Your tasks >>
A: In the THBI research description, rewrite the passage between "Researchers at THBI" and "and overall well-being.", inclusive, replacing "computational models" with "mathematical models".
B: According to the THBI research description, what techniques are THBI researchers especially interested in developing?

(Document text Opens)

One of the primary goals of THBI is to uncover the biological basis of intelligence. To make progress on this challenging question, THBI investigators from various disciplines work collaboratively using multiple methods of inquiry. THBI's array of reseach centers (the Brain Imaging Center, Nonhuman Primate Research Center, Child Cognition Center and others) showcases their breadth of tools and methodology: from brain imaging to genetic engineering to comparative cognition-studies directly comparing humans, nonhuman primates, and other animals. Current research projects investigate neural mechanisms of language and music, cognitive and neural signatures of humans’ and nonhuman primates’ social interactions, and the neuroscience of emotion and decision-making. Eventually, THBI aims to fully chart the cognitive and biological nature of intelligence, understanding its universality and differences across species.
Researchers at THBI apply advanced engineering technology and computational models to address current issues in brain diseases and brain health. We are especially interested in developing brain feedback techniques based on computational models for the diagnosis and treatment of brain diseases. These studies will lead to a deeper understanding of the brain, allowing us to propose effective ways for improving brain health and overall well-being.

(Document text Closes)
(Exercise data Opens)

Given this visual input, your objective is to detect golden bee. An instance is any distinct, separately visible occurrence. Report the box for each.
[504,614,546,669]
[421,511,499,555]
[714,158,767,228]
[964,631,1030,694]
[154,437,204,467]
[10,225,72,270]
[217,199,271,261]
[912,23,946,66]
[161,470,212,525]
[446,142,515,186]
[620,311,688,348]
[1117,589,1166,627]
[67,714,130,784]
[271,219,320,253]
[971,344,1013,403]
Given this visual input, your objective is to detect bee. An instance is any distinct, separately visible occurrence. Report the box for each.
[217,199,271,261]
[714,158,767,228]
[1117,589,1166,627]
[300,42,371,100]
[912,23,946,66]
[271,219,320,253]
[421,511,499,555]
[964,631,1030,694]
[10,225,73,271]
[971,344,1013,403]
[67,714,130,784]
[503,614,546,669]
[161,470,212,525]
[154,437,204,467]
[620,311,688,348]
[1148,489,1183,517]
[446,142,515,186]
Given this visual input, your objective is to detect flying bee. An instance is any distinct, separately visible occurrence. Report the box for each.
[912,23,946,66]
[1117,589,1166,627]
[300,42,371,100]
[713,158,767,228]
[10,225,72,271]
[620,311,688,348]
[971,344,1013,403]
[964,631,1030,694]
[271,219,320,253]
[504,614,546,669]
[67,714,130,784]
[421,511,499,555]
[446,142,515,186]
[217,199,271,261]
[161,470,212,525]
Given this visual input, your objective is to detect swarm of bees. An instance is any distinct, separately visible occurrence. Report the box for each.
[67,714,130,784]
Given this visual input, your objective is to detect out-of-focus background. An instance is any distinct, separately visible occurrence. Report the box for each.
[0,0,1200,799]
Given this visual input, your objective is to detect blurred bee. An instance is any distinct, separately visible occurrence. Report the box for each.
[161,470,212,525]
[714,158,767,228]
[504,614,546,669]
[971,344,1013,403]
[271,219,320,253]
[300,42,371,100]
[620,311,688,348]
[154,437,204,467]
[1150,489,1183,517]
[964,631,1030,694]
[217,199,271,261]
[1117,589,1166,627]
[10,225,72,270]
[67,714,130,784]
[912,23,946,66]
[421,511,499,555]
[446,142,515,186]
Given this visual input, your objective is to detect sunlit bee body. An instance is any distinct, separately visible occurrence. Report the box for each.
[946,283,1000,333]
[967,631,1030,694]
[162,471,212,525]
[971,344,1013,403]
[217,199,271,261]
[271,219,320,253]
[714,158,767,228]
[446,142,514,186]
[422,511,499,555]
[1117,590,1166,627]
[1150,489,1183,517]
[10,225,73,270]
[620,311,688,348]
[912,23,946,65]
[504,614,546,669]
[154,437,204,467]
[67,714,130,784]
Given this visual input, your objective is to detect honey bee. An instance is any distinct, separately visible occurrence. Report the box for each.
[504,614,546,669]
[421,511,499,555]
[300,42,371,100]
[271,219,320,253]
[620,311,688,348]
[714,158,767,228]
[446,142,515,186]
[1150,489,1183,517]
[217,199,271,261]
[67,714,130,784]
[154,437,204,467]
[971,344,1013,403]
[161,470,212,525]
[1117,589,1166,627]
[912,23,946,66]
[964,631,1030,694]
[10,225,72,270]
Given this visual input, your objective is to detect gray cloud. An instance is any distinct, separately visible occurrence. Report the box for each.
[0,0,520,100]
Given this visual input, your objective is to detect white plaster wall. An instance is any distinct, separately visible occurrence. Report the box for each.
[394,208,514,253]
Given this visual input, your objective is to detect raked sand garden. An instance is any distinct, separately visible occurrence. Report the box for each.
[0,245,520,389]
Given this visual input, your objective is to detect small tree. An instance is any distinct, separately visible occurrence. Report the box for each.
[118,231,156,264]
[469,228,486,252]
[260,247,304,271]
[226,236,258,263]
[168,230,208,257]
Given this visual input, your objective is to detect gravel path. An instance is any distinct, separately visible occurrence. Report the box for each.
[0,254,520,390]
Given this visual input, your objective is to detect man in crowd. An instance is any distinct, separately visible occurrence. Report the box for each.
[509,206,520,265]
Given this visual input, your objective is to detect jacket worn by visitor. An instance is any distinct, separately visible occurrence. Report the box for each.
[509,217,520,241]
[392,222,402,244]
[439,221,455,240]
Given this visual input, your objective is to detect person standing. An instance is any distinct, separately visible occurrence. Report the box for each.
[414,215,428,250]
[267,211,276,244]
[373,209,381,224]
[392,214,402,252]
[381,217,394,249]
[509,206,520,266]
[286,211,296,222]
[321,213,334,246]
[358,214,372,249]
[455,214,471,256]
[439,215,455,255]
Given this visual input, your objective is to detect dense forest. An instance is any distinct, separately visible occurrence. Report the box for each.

(Exercise data Closes)

Set of answers >>
A:
Researchers at THBI apply advanced engineering technology and mathematical models to address current issues in brain diseases and brain health. We are especially interested in developing brain feedback techniques based on mathematical models for the diagnosis and treatment of brain diseases. These studies will lead to a deeper understanding of the brain, allowing us to propose effective ways for improving brain health and overall well-being.

B: Brain feedback techniques based on computational models, for the diagnosis and treatment of brain diseases.